Yannick Jadot, invité cette semaine sur BFMTV et RMC, s'est confié sur les perspectives politiques d'Europe Ecologie les Verts : "Je crois à la victoire de l'écologie en 2022. L'écologie peut battre le libéralisme technocratique qu'incarne Emmanuel Macron". La technocratie française est-elle vraiment libérale ? Le dévoiement des mots peut-il être dangereux pour les électeurs ? Cela peut-il être bénéfique pour EELV ?

Atlantico.fr : Dans une récente interview, Yannick Jadot a déclaré : "l'écologie peut battre le libéralisme technocratique". La technocratie française est libérale, vraiment ?

▶ Lignes de données
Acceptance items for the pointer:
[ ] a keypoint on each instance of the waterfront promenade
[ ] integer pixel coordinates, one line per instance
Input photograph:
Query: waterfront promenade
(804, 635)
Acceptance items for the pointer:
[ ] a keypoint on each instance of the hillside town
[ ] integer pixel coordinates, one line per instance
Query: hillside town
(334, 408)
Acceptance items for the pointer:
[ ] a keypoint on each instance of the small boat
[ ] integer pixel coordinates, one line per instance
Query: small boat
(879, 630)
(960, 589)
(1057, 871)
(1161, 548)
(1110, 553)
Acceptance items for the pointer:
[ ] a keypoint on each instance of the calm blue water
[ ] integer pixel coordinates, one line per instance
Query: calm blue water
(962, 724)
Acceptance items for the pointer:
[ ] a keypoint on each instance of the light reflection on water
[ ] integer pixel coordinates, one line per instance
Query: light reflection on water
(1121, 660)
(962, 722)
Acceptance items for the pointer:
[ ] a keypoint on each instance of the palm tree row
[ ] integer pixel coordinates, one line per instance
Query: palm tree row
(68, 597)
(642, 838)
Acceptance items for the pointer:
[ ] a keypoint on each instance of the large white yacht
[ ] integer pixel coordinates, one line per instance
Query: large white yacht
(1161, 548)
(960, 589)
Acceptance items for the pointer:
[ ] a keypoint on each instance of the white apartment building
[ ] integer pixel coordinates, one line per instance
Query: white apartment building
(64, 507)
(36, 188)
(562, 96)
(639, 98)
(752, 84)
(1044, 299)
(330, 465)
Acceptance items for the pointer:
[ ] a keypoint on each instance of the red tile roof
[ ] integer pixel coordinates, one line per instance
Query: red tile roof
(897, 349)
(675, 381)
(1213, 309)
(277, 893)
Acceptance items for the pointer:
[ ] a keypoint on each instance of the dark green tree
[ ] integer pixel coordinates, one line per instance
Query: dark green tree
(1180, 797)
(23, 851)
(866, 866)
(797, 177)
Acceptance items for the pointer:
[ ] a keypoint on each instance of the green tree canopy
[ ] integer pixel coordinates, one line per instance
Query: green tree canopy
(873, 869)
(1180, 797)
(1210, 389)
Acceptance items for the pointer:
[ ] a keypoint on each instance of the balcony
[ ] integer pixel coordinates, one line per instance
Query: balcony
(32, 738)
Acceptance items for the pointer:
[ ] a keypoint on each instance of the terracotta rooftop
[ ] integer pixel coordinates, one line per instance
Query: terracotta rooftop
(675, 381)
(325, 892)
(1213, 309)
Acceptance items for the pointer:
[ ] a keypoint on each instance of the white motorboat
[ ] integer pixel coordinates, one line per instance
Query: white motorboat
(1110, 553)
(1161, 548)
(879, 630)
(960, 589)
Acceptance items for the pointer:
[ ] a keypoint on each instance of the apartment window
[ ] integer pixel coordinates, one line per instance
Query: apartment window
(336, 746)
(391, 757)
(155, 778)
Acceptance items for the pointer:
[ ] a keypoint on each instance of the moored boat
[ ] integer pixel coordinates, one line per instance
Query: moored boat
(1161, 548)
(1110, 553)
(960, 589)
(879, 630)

▶ Travail demandé
1 > Citez mot pour mot tout ce qui va de « Yannick Jadot, invité » jusqu'à « libérale, vraiment ? » dans le texte sur Yannick Jadot.
2 > Traduisez en anglais cette phrase du texte sur Yannick Jadot : « La technocratie française est-elle vraiment libérale ? »
Ces lignes n'ont aucun lien avec le texte donné.

▶ En réponse
1 >
Yannick Jadot, invité cette semaine sur BFMTV et RMC, s'est confié sur les perspectives politiques d'Europe Ecologie les Verts : "Je crois à la victoire de l'écologie en 2022. L'écologie peut battre le libéralisme technocratique qu'incarne Emmanuel Macron". La technocratie française est-elle vraiment libérale ? Le dévoiement des mots peut-il être dangereux pour les électeurs ? Cela peut-il être bénéfique pour EELV ?

Atlantico.fr : Dans une récente interview, Yannick Jadot a déclaré : "l'écologie peut battre le libéralisme technocratique". La technocratie française est libérale, vraiment ?

2 > Is French technocracy really liberal?